EXERCISE REQUIREMENTS:
Please list every line in the entries below that contains the word "white".

TASK INPUT:
○ ○ ○
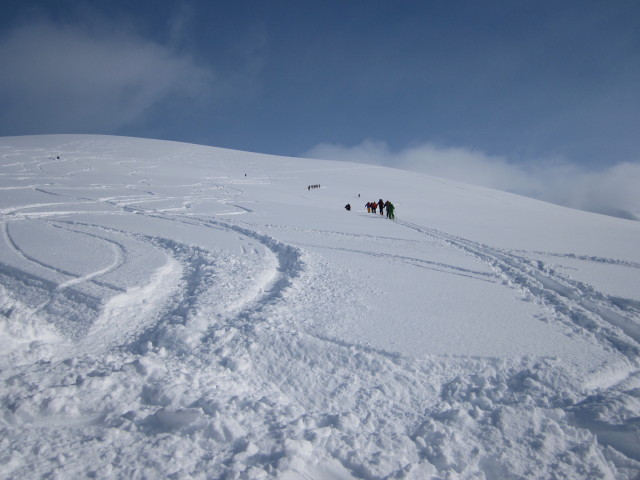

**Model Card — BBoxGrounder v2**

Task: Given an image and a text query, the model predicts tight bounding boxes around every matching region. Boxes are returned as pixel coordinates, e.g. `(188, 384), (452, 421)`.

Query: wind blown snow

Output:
(0, 135), (640, 480)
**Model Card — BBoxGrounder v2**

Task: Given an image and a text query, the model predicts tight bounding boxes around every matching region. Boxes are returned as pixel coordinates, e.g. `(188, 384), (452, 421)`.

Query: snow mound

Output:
(0, 135), (640, 480)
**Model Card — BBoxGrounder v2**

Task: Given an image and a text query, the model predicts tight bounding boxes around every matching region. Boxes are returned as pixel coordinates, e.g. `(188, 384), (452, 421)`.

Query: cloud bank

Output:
(0, 20), (213, 134)
(303, 139), (640, 220)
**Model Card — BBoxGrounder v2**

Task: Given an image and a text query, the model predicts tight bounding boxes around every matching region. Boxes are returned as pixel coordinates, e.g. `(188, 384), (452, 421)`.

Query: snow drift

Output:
(0, 135), (640, 480)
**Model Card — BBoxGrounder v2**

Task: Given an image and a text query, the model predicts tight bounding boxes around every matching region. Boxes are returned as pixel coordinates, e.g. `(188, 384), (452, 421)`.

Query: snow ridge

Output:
(0, 136), (640, 480)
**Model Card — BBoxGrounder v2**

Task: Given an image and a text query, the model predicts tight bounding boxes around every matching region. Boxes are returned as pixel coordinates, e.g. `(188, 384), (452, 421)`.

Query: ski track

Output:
(0, 137), (640, 479)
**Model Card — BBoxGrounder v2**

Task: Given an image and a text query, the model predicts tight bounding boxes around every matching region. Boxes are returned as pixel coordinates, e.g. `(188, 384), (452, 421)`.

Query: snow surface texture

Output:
(0, 136), (640, 480)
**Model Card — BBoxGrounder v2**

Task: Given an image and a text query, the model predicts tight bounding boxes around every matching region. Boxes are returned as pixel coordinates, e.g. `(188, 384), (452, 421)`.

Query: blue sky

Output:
(0, 0), (640, 217)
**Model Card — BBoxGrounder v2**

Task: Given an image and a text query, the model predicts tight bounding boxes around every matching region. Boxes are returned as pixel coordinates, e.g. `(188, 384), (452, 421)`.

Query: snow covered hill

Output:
(0, 135), (640, 480)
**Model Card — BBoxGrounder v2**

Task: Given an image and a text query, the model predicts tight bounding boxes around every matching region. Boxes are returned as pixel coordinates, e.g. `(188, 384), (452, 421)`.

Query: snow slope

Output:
(0, 135), (640, 480)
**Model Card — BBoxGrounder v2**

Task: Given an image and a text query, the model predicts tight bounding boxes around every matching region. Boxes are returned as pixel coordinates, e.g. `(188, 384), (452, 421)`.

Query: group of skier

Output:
(344, 199), (396, 220)
(365, 199), (396, 219)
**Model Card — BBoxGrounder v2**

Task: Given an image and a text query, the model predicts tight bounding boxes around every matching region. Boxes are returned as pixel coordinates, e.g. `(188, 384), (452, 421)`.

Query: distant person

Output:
(384, 200), (396, 220)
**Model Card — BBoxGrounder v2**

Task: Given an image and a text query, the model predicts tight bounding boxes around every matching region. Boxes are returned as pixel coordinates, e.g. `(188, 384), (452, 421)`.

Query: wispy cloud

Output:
(304, 139), (640, 220)
(0, 19), (214, 134)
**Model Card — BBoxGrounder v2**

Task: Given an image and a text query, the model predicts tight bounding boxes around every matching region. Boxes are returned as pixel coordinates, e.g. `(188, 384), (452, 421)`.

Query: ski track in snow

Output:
(0, 136), (640, 480)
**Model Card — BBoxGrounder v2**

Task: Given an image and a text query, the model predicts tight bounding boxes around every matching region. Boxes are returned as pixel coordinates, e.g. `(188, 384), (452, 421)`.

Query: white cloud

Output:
(304, 139), (640, 219)
(0, 20), (213, 133)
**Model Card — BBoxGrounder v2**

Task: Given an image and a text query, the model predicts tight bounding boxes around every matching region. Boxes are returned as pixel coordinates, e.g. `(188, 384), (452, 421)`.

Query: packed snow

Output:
(0, 135), (640, 480)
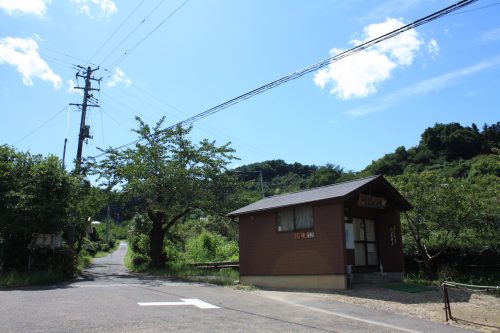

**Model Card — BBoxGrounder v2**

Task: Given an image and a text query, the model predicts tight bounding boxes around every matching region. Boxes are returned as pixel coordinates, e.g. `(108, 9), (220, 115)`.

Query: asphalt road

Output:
(0, 244), (468, 333)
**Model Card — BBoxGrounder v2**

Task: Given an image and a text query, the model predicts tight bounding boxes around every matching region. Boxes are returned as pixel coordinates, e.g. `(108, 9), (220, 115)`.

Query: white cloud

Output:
(346, 56), (500, 117)
(0, 0), (51, 16)
(106, 67), (132, 87)
(427, 39), (440, 60)
(0, 37), (62, 89)
(314, 18), (424, 99)
(70, 0), (118, 17)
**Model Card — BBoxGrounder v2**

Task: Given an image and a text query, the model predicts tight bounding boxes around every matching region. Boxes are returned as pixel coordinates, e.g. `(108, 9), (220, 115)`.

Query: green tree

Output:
(90, 117), (235, 267)
(0, 146), (92, 271)
(392, 171), (480, 278)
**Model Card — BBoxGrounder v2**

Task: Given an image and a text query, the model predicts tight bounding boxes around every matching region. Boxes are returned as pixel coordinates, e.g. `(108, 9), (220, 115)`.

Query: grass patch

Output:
(148, 264), (240, 286)
(124, 247), (240, 286)
(0, 271), (65, 288)
(382, 282), (434, 294)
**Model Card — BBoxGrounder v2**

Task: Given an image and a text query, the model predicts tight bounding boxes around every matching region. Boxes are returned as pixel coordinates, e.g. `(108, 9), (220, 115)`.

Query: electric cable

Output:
(100, 0), (165, 67)
(90, 0), (478, 159)
(109, 0), (189, 67)
(88, 0), (145, 63)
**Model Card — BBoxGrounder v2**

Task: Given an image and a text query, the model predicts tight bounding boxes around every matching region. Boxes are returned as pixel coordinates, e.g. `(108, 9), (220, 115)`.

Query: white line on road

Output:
(137, 298), (220, 309)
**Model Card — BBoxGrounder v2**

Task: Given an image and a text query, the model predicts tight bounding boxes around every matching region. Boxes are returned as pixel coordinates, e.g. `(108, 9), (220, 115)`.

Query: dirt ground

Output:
(300, 286), (500, 333)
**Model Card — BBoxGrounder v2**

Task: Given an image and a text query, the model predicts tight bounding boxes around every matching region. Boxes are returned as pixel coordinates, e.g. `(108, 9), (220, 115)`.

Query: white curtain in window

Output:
(354, 243), (366, 266)
(366, 243), (378, 266)
(278, 209), (293, 231)
(365, 220), (375, 242)
(295, 206), (313, 229)
(352, 218), (365, 241)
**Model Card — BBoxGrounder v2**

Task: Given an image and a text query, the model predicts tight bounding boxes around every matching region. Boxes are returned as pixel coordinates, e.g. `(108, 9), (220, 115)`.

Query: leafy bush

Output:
(185, 231), (238, 262)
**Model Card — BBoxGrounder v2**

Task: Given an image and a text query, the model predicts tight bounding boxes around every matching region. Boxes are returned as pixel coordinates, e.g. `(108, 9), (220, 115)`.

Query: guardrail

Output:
(441, 281), (500, 321)
(189, 261), (240, 269)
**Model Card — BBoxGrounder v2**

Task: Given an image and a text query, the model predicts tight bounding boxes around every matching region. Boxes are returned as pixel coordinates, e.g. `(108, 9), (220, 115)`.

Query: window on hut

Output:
(277, 206), (314, 232)
(353, 218), (378, 266)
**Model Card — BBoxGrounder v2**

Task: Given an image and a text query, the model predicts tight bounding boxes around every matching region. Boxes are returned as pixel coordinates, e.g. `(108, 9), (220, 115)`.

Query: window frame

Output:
(276, 205), (314, 234)
(352, 217), (380, 267)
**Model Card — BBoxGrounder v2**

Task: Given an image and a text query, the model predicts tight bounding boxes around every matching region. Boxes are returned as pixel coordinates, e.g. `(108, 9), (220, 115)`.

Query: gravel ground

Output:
(276, 286), (500, 333)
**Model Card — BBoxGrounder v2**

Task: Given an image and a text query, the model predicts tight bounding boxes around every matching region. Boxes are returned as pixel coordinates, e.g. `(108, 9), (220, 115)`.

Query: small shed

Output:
(228, 175), (411, 289)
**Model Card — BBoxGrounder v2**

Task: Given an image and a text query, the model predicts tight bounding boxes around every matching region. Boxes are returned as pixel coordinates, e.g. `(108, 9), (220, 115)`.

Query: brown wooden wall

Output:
(346, 203), (403, 273)
(239, 202), (346, 275)
(239, 196), (403, 275)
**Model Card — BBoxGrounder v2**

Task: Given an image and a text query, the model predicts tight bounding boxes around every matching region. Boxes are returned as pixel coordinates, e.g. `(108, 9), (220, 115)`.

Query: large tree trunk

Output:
(149, 216), (165, 268)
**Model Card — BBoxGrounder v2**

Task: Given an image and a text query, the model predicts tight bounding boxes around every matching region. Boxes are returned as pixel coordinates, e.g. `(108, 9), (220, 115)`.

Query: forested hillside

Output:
(237, 122), (500, 283)
(236, 122), (500, 199)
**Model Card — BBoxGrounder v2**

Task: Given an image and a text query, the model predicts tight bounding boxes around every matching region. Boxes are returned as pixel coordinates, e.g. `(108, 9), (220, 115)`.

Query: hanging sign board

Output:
(344, 223), (354, 250)
(32, 233), (61, 248)
(358, 194), (387, 209)
(294, 231), (315, 239)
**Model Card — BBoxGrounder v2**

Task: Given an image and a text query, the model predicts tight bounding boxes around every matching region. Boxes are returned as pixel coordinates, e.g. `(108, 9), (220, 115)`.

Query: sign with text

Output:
(294, 231), (315, 239)
(358, 194), (387, 209)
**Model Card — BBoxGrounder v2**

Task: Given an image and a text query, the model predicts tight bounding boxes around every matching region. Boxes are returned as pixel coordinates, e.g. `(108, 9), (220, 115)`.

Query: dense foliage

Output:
(89, 118), (239, 267)
(0, 146), (104, 276)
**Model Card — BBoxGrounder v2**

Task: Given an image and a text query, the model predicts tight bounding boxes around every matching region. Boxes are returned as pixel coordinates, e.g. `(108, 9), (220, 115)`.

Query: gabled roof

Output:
(227, 175), (411, 216)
○ ○ ○
THE RESPONSE:
Query: white cloud
Query: white cloud
Query: white line on road
Query: white curtain in window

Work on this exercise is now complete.